Segment Start: TASK MATERIAL

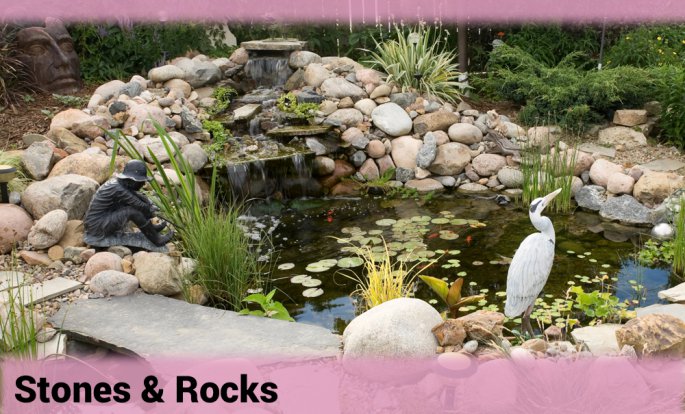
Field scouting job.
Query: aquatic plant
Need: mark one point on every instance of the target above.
(451, 294)
(420, 61)
(542, 174)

Segment End: TASK MATERIAL

EXERCISE PROMPT:
Word for word, return the lines from the one holding "Need: mark one" through the end of the entries above.

SOLUTION FOR THIS PROBLEM:
Need: mark one point on every instance of the target above.
(451, 294)
(420, 61)
(542, 174)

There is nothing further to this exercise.